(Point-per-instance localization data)
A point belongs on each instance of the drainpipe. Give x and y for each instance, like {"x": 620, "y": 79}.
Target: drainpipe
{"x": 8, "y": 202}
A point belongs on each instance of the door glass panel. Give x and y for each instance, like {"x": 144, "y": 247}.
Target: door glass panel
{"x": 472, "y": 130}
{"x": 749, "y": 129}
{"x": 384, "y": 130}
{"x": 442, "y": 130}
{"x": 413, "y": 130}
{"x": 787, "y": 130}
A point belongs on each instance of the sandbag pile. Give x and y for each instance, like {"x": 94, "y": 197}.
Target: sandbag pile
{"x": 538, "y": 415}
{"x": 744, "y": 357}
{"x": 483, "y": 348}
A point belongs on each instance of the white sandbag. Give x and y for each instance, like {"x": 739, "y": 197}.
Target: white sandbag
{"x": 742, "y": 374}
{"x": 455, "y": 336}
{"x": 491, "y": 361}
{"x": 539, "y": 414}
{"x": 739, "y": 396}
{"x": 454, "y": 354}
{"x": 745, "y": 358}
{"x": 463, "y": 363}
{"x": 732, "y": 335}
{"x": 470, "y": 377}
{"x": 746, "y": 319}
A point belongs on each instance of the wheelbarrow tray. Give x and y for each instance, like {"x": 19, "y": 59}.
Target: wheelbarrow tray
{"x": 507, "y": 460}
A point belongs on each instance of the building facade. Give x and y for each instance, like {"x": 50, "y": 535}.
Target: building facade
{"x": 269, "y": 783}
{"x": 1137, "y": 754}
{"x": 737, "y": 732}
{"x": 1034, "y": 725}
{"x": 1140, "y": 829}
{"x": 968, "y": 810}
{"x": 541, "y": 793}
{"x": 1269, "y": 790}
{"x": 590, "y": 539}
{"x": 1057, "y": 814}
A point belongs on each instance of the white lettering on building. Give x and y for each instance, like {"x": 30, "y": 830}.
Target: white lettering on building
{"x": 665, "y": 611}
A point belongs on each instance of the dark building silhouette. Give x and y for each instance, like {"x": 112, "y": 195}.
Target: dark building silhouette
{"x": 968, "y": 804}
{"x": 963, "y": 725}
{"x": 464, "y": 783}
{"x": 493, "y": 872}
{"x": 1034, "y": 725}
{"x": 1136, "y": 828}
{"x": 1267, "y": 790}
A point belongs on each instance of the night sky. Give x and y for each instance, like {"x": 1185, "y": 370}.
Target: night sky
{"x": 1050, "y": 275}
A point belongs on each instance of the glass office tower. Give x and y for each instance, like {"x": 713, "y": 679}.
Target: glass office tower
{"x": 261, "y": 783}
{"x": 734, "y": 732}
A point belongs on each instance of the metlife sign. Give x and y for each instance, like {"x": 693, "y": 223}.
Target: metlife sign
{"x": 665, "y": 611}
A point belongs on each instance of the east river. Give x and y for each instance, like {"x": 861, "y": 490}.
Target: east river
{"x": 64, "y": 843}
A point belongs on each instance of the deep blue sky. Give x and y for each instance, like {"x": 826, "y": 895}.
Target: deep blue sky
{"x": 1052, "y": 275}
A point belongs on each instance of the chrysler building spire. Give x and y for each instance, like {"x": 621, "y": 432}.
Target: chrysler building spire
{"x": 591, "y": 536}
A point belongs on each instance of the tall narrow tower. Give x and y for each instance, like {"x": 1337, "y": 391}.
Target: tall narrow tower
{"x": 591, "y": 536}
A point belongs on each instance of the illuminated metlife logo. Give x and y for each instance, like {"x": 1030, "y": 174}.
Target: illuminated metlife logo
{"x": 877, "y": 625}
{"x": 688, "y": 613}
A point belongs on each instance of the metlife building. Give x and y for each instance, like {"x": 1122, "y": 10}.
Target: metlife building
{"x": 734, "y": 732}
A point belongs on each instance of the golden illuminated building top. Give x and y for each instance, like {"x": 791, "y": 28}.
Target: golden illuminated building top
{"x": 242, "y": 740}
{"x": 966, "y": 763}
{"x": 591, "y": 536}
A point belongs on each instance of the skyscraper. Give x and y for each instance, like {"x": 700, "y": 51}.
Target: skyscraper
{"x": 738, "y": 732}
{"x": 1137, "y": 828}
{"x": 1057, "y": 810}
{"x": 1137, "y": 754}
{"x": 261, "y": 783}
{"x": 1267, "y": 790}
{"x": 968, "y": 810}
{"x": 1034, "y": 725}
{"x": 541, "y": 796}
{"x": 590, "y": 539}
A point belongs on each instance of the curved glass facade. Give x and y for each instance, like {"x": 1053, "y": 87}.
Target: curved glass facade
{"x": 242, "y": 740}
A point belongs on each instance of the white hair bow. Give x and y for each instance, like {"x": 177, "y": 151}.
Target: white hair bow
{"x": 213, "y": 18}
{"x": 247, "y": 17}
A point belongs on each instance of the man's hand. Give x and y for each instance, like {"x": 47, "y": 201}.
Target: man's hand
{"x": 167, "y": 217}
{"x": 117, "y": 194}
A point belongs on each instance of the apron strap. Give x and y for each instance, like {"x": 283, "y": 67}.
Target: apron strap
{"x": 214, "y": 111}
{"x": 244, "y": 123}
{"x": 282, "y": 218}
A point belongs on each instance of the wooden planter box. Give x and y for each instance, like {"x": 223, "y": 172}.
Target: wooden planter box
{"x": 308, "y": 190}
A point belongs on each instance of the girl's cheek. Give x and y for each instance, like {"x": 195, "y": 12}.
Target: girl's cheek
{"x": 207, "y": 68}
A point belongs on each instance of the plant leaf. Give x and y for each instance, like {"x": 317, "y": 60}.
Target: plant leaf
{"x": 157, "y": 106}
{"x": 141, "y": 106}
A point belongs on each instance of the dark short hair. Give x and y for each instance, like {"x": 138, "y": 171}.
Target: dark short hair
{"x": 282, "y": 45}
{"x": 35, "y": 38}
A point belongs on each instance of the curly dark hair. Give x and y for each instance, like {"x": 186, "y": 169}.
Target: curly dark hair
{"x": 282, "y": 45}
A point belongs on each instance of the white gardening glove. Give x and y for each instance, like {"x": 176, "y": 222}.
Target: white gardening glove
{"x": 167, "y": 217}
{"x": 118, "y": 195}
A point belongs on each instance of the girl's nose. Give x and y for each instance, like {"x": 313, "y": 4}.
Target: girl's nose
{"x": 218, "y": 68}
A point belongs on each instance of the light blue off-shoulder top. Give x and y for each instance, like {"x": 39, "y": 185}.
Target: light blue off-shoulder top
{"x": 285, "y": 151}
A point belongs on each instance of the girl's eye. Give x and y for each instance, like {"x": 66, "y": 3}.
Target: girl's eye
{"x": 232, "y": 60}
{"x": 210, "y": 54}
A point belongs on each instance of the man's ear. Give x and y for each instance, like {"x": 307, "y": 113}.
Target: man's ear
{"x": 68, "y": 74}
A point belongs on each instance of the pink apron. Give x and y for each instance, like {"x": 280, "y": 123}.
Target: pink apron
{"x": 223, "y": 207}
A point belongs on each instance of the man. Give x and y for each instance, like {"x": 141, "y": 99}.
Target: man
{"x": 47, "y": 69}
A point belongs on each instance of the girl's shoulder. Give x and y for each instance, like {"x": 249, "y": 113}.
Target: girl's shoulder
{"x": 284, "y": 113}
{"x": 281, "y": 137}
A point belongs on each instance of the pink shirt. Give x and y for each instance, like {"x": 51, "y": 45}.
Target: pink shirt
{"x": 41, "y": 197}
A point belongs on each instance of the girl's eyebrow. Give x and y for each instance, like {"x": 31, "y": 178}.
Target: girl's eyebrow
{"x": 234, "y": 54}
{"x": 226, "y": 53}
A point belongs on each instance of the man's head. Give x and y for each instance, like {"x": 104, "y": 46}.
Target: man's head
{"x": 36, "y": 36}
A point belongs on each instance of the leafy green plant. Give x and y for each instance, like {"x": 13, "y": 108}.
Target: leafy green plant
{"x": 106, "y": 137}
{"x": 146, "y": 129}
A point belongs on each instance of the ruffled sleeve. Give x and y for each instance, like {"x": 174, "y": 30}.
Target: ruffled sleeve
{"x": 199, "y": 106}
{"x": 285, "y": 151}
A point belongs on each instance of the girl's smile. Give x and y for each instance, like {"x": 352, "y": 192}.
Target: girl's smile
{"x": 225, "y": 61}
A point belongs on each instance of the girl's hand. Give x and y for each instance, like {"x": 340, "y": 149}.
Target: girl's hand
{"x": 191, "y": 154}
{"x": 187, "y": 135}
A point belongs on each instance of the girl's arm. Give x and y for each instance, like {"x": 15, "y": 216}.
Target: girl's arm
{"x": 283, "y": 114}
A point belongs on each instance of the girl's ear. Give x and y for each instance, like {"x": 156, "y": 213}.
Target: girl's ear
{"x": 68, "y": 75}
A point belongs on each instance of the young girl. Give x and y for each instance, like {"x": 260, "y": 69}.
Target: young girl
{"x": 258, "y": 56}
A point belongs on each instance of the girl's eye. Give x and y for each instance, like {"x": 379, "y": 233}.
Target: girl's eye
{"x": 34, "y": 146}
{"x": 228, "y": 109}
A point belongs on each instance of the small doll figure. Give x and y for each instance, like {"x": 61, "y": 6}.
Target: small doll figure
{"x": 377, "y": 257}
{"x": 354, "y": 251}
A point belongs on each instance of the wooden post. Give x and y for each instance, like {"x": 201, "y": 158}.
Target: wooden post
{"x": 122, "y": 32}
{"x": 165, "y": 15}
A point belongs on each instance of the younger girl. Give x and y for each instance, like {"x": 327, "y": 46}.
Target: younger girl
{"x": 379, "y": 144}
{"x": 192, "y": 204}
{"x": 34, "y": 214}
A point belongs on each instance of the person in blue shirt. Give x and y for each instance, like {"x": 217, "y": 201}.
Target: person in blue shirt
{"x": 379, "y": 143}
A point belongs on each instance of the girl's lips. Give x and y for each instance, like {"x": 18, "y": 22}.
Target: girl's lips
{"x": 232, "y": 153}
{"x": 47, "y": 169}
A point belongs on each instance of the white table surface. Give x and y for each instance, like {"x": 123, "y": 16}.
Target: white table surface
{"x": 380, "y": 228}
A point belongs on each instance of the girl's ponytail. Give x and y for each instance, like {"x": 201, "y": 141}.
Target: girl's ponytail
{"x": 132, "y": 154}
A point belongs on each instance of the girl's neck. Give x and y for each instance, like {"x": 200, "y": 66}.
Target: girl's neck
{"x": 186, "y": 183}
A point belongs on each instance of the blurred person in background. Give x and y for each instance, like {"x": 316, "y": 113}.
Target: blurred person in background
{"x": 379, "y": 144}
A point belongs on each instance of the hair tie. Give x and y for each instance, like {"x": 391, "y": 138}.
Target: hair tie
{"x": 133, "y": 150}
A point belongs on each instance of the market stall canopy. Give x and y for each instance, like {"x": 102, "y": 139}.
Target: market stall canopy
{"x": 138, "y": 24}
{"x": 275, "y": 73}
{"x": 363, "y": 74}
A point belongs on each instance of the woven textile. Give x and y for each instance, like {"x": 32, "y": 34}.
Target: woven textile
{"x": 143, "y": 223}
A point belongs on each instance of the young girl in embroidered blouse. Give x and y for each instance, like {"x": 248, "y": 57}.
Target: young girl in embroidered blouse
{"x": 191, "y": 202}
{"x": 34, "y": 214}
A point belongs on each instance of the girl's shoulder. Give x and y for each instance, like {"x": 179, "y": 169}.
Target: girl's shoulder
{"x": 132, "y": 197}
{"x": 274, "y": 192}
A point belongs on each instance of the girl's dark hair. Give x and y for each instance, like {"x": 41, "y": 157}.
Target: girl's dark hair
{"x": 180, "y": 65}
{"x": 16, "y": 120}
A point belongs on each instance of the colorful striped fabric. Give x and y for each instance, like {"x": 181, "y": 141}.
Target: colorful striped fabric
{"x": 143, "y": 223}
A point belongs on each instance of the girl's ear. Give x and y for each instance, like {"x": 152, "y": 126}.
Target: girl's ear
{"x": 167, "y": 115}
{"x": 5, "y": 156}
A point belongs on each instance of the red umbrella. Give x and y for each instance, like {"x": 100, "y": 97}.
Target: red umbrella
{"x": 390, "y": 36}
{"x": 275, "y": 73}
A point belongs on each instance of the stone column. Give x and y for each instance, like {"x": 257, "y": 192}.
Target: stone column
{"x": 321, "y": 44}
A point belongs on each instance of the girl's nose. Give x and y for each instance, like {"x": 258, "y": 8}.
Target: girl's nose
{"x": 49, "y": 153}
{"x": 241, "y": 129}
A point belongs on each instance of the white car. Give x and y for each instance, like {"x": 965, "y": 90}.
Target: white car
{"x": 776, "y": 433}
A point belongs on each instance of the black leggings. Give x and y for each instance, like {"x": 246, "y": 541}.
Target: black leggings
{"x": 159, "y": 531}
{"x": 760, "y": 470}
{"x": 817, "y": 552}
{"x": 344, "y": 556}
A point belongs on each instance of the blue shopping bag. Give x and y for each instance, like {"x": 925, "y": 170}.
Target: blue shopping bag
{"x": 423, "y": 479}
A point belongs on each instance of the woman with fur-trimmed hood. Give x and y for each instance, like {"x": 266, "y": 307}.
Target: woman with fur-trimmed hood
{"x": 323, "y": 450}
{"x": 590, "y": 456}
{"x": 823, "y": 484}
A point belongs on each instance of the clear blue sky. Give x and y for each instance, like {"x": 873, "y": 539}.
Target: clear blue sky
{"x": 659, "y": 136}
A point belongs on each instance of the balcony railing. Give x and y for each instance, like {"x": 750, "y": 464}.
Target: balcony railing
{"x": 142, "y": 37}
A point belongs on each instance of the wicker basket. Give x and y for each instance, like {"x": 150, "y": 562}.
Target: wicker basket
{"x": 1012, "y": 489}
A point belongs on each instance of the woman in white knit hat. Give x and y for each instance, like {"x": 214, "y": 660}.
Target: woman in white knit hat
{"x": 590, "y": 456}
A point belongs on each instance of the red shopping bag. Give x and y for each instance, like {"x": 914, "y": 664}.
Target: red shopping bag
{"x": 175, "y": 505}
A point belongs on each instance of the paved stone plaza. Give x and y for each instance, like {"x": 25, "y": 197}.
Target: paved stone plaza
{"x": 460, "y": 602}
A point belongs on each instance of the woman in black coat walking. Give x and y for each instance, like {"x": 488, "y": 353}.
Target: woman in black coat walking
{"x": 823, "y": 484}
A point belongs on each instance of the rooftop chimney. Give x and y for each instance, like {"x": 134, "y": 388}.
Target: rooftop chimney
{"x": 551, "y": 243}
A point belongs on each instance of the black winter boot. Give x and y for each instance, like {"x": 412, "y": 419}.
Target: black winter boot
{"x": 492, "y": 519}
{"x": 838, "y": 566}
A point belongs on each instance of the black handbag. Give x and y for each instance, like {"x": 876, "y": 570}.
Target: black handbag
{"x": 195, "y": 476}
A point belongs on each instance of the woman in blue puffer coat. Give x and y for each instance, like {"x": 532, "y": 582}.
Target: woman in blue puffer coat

**WHAT IS NEEDED:** Above are some lines. Repeat exactly, and only, those from the line that has "A point belongs on each instance of the young girl." through the line that has "A point belongs on each instance of the person".

**YOUR RESPONSE:**
A point belongs on each instance of the young girl. Give x and y for each instance, like {"x": 260, "y": 69}.
Target: young girl
{"x": 258, "y": 56}
A point belongs on each instance of the girl's eye. Give x and y for each instance, like {"x": 379, "y": 233}.
Target: girl's eye
{"x": 34, "y": 146}
{"x": 228, "y": 109}
A point belongs on each instance of the small doll figure. Give x and y for each instance, like {"x": 61, "y": 6}.
Target: small doll figure
{"x": 377, "y": 257}
{"x": 354, "y": 251}
A point belongs on each instance of the wooden post. Give x and y for each instance, like {"x": 201, "y": 158}.
Target: wooden post
{"x": 122, "y": 32}
{"x": 165, "y": 15}
A point belongs on each instance of the younger girl. Give x and y for each instance, like {"x": 327, "y": 46}.
Target: younger girl
{"x": 379, "y": 144}
{"x": 192, "y": 204}
{"x": 34, "y": 214}
A point belongs on each instance of the person in blue shirt. Give x and y for each instance, like {"x": 217, "y": 201}.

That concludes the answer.